▸ TEXT FOR ANALYSIS:
Evelyn Nesbit
Florence Evelyn Nesbit (December 25, 1884 – January 17, 1967), known professionally as Evelyn Nesbit, was a popular American chorus girl, an artists' model, and an actress.
In the early part of the 20th century, the figure and face of Evelyn Nesbit were everywhere, appearing in mass circulation newspaper and magazine advertisements, on souvenir items and calendars, making her a cultural celebrity. Her career began in her early teens in Philadelphia and continued in New York, where she posed for a cadre of respected artists of the era, James Carroll Beckwith, Frederick S. Church, and notably Charles Dana Gibson, who idealized her as a "Gibson Girl". She had the distinction of being an early "live model", in an era when fashion photography as an advertising medium was just beginning its ascendancy.
Nesbit claimed that as a stage performer, and while still a 14-year-old, she attracted the attention of the then 47-year-old architect and New York socialite Stanford White, who first gained the family's trust then sexually assaulted Evelyn while she was unconscious. Nesbit achieved world-wide notoriety when her husband, multi-millionaire Harry Kendall Thaw, shot and murdered Stanford White on the rooftop theatre of Madison Square Garden on the evening of June 25, 1906, leading to what the press would call "The Trial of the Century".
Throughout the prolonged court proceedings, Nesbit had received financial support from the Thaws. These payments, made to her through the Thaw attorneys, had been inconsistent and far from generous. After the close of the second trial, the Thaws virtually abandoned her, cutting off all funds. Purportedly, Nesbit received the amount of $25,000 from the Thaw family after the culmination of the trials. To spite the Thaws, Nesbit then donated the money to political anarchist Emma Goldman who subsequently turned it over to investigative journalist and political activist John Reed.

▸ APPLY WHAT YOU READ:
**a.** Return everything from "In the early" down to "beginning its ascendancy." in the text on Evelyn Nesbit.
**b.** Summarize the text on Evelyn Nesbit in two sentences.

▸ THE DATA:
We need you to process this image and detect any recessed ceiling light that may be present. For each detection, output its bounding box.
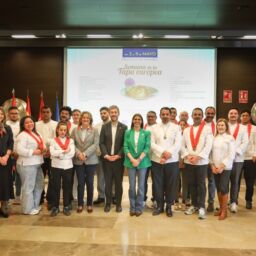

▸ EXPECTED RESULTS:
**a.**
In the early part of the 20th century, the figure and face of Evelyn Nesbit were everywhere, appearing in mass circulation newspaper and magazine advertisements, on souvenir items and calendars, making her a cultural celebrity. Her career began in her early teens in Philadelphia and continued in New York, where she posed for a cadre of respected artists of the era, James Carroll Beckwith, Frederick S. Church, and notably Charles Dana Gibson, who idealized her as a "Gibson Girl". She had the distinction of being an early "live model", in an era when fashion photography as an advertising medium was just beginning its ascendancy.

**b.** Evelyn Nesbit (1884–1967) was an American chorus girl, artists' model, and actress whose image appeared widely in advertisements, on souvenir items, and on calendars in the early 20th century, making her a cultural celebrity. She achieved worldwide notoriety when her husband, Harry Kendall Thaw, shot and murdered architect Stanford White in 1906, leading to "The Trial of the Century," after which the Thaws virtually abandoned her and cut off all funds.